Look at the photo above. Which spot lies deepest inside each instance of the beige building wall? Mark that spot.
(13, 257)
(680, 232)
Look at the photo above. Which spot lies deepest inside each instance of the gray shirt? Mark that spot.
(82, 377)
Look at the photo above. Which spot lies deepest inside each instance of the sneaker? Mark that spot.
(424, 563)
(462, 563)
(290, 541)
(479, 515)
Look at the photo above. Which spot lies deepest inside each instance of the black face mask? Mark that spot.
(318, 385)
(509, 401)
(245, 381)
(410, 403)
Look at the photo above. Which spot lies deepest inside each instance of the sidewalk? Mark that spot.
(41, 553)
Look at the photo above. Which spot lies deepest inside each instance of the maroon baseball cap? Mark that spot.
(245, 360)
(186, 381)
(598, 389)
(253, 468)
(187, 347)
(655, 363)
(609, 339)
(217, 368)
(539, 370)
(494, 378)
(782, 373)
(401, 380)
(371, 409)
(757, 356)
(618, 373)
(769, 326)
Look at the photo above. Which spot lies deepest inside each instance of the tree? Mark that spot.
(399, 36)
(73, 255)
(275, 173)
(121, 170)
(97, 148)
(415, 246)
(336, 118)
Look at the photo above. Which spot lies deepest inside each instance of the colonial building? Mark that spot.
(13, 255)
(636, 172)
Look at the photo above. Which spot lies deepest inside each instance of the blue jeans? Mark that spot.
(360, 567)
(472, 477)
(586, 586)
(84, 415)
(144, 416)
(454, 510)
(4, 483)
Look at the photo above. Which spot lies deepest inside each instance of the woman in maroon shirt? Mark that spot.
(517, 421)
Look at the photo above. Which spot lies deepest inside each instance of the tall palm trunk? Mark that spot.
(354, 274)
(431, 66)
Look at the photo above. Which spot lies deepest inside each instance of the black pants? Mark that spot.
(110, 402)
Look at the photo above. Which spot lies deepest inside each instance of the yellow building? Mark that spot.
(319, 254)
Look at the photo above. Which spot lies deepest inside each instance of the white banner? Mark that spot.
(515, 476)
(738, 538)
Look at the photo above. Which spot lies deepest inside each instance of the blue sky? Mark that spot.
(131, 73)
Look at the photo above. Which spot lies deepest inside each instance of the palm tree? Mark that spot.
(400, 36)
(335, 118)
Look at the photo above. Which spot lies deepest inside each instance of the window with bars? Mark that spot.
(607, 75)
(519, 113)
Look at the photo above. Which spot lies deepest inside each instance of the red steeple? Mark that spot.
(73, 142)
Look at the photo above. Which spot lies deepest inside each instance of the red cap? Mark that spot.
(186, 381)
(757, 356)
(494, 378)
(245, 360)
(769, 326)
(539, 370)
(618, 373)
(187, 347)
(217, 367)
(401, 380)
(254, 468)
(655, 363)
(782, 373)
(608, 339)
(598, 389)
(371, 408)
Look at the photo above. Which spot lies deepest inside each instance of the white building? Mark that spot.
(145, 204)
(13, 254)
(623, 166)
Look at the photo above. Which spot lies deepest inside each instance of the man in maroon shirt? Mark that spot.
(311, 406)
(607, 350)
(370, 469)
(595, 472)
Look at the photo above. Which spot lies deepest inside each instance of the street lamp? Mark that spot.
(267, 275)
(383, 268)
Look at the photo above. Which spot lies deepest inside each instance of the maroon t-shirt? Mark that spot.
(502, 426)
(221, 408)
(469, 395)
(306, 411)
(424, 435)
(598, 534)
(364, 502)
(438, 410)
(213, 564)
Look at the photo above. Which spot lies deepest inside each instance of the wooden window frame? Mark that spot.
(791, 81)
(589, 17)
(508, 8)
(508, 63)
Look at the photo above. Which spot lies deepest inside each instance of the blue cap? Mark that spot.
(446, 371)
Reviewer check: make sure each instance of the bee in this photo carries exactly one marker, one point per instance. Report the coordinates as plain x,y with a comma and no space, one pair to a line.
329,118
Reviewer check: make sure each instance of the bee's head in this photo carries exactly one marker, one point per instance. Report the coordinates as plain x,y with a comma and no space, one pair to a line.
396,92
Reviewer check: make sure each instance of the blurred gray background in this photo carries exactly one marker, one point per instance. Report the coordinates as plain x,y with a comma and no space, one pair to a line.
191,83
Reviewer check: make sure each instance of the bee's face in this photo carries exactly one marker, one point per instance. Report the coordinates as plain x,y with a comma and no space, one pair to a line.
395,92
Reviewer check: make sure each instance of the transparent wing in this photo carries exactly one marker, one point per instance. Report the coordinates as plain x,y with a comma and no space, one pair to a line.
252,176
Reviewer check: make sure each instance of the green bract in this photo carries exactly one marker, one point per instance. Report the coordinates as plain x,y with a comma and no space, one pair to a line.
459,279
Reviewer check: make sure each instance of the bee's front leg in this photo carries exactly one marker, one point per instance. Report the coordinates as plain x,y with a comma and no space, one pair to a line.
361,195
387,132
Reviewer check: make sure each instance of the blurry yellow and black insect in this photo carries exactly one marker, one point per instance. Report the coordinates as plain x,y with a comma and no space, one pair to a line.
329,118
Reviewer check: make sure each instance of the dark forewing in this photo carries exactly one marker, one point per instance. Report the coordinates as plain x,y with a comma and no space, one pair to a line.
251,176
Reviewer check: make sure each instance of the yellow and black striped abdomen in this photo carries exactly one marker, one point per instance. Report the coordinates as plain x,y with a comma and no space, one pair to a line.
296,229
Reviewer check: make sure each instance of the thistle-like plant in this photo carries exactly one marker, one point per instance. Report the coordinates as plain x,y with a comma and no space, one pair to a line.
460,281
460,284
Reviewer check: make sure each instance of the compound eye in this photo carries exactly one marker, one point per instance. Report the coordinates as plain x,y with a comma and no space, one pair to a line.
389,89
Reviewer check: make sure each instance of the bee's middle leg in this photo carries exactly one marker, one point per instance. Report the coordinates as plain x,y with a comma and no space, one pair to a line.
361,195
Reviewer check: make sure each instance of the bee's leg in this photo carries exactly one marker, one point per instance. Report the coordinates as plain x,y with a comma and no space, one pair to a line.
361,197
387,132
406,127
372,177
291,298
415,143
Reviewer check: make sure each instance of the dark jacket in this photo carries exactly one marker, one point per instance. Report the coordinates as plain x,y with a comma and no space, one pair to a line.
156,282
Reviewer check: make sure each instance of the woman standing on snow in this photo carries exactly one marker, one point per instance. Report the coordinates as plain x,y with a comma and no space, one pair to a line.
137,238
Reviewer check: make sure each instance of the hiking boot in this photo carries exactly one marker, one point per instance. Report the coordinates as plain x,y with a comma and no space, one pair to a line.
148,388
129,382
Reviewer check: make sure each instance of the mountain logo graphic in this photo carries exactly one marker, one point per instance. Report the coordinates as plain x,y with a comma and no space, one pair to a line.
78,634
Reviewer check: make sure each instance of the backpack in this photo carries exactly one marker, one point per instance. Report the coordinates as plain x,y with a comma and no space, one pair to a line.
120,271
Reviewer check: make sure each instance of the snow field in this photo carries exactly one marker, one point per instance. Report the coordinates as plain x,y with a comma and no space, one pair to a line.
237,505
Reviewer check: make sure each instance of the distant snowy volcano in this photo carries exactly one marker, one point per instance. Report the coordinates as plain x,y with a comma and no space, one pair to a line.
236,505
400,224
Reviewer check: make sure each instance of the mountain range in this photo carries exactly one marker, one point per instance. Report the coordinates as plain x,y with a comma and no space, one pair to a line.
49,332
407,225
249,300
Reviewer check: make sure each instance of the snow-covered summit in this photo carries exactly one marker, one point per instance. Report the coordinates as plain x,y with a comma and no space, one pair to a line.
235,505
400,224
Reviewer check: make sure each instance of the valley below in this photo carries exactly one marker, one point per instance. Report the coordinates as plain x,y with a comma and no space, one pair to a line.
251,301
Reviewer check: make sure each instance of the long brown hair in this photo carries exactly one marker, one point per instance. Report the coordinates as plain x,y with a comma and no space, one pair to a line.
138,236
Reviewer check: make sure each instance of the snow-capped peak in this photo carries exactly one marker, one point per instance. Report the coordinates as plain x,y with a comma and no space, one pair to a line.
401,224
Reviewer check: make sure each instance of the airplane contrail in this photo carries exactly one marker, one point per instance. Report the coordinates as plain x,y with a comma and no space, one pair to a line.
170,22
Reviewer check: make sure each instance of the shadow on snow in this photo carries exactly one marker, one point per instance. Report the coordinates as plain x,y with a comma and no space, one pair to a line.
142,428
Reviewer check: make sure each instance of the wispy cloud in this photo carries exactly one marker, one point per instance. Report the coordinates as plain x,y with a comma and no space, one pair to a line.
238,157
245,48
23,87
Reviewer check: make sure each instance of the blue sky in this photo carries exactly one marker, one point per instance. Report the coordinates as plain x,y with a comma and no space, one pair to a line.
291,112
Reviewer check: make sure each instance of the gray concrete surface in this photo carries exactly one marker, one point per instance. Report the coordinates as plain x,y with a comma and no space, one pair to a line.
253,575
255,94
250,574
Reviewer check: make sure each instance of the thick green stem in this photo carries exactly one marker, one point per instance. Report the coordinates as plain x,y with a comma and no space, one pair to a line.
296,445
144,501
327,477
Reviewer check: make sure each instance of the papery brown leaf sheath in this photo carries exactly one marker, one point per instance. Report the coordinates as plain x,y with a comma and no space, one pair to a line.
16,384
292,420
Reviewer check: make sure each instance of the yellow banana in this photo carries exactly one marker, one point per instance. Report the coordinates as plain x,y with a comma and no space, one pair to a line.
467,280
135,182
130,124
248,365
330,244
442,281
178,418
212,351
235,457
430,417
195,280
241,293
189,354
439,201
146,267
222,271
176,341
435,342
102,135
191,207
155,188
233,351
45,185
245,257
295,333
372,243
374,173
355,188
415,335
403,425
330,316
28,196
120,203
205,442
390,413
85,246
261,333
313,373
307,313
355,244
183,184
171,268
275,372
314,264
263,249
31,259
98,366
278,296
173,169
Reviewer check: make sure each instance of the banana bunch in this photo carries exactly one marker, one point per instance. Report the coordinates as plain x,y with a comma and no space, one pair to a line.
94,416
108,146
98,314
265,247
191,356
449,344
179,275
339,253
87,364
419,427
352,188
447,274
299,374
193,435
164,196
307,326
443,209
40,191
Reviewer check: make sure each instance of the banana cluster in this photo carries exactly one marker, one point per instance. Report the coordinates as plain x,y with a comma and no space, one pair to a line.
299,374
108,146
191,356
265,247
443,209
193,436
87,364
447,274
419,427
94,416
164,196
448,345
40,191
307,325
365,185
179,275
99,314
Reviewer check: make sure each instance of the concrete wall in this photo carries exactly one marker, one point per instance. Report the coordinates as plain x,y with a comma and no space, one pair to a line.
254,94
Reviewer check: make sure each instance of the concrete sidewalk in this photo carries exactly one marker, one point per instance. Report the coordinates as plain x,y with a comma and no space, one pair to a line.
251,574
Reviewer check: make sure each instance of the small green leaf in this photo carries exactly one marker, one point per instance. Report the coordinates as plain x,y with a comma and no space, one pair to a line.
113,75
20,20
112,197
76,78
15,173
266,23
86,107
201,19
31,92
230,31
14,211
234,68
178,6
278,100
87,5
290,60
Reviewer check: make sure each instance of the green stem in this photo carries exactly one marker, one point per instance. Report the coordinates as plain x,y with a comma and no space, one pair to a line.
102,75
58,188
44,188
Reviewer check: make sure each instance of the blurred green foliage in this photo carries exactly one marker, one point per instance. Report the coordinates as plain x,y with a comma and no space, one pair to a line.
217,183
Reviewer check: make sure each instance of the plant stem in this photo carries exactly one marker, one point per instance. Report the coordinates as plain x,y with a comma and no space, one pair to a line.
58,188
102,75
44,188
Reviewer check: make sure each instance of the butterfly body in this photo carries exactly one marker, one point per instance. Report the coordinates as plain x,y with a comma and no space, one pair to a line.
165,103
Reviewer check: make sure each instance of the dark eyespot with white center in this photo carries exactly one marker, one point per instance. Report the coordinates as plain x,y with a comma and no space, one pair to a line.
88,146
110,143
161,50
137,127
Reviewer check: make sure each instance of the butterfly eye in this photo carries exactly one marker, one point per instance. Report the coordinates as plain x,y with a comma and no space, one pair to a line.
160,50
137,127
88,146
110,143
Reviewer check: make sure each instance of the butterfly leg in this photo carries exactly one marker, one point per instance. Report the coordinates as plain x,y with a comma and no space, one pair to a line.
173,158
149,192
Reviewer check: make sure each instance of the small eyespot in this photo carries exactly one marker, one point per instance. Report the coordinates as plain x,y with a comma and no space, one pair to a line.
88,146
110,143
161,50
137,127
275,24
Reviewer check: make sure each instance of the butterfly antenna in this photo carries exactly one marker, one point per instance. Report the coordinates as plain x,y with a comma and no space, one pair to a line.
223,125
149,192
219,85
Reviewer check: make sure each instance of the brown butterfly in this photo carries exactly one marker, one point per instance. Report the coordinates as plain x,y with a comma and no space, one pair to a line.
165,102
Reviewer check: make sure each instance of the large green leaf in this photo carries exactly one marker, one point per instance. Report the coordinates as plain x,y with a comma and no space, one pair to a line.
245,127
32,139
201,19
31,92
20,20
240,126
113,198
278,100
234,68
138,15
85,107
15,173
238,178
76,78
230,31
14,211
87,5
--------
Begin with the line that contains "Reviewer check: make sure each instance of the large" and quote each line after it exactly, stopping after the last line of the data.

### TASK OUTPUT
Reviewer check: make sure each instance of the large green leaf in this photo carries exactly one marker, one point per instance. Report the coordinates as plain x,y with a comma and no space, one pair to a line.
245,127
32,139
201,19
31,92
20,20
240,126
113,198
278,100
234,68
138,15
85,107
15,173
238,178
76,78
230,31
14,211
87,5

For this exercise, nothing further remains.